------ Listed records ------
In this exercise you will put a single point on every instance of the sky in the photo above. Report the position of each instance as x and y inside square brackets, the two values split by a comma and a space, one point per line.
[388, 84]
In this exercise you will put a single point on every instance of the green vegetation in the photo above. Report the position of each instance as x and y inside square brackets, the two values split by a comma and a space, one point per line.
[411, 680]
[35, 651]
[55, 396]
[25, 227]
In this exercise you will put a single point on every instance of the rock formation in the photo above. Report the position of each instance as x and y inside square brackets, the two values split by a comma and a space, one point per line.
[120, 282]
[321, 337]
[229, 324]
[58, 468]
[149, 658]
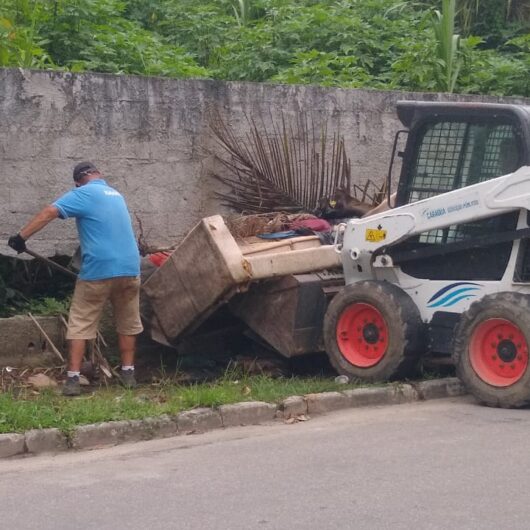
------
### What you should do
Pull out each line from the rows above that contains the word "this", and copy those lines in full.

### Finished task
In this exercise you will put a single point on every instance of the sky in the photo above. Report the position of each instance as x and y inside square brackets, the two values split by a comma and a space, one point per line.
In this exercise you will put a single point on every instance of the green vegetation in the photo above. Report the position of each instance as x and y inside square brackets, the two values split by a comma and a space, one point per line.
In this exercise you will put a single point on every instance of the rock formation in the photo above. Report the position of each instance as x and y inside square brackets, the two values split by a comma and a space, one point per line.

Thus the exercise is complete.